» **DOCUMENT**
--

Corresponding Author(s) : Jiacheng Gao

gaojch@cqu.edu.cn

Asian Journal of Chemistry, Vol. 25 No. 7 (2013): Vol 25 Issue 7

Abstract

Smelting reduction, a new magnesium production process, has been investigated. At high temperature, appropriate mixture of Al2O3 and SiO2 with calcined dolomite can make charge to form molten slag and reduction reaction take place between liquid MgO and liquid ferrosilicon. Smelting reduction on molten slag of the compositon 55 % calcined dolomite (32 % CaO and 23 % MgO), 35 % Al2O3, 10 % SiO2 reacted with ferrosilicon was studied. By thermodynamic analysing, the semlting reduction could react at 1873 K under atmosphere. The experiments of semlting reduction were carried out under vacuum for avoiding re-oxidation of Mg vapour and the results showed that reduction extent of MgO was achieved up to 97 % with 1X silicon stoichiometry at 1873 K for 2 h.

--

» **RECORDED DATA**
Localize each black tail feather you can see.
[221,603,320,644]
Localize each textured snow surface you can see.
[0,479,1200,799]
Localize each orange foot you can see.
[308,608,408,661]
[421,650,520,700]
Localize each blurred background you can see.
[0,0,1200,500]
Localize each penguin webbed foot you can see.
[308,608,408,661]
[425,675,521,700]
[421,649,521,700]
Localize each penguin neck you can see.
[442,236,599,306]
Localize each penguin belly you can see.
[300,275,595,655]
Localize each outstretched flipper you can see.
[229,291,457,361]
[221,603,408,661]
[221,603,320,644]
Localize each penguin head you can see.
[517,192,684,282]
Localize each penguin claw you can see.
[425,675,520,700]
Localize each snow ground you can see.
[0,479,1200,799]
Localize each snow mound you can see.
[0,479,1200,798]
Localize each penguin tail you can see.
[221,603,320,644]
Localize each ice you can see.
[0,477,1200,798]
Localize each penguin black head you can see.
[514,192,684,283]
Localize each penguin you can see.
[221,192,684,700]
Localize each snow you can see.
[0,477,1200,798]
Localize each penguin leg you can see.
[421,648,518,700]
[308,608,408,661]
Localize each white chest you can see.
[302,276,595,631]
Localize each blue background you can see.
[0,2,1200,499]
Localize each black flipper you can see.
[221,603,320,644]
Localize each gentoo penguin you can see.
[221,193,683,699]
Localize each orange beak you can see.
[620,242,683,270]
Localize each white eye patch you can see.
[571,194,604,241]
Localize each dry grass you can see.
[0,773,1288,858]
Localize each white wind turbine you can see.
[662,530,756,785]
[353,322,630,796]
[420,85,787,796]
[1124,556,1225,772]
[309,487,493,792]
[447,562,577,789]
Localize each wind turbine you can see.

--

» **DIRECTIONS**
Can you rewrite the magnesium smelting abstract from "Asian Journal of" up to and including "1873 K for 2 h.", swapping "dolomite" for "magnesite"?

» **SOLUTION FOR THIS EXERCISE**
Asian Journal of Chemistry, Vol. 25 No. 7 (2013): Vol 25 Issue 7

Abstract

Smelting reduction, a new magnesium production process, has been investigated. At high temperature, appropriate mixture of Al2O3 and SiO2 with calcined magnesite can make charge to form molten slag and reduction reaction take place between liquid MgO and liquid ferrosilicon. Smelting reduction on molten slag of the compositon 55 % calcined magnesite (32 % CaO and 23 % MgO), 35 % Al2O3, 10 % SiO2 reacted with ferrosilicon was studied. By thermodynamic analysing, the semlting reduction could react at 1873 K under atmosphere. The experiments of semlting reduction were carried out under vacuum for avoiding re-oxidation of Mg vapour and the results showed that reduction extent of MgO was achieved up to 97 % with 1X silicon stoichiometry at 1873 K for 2 h.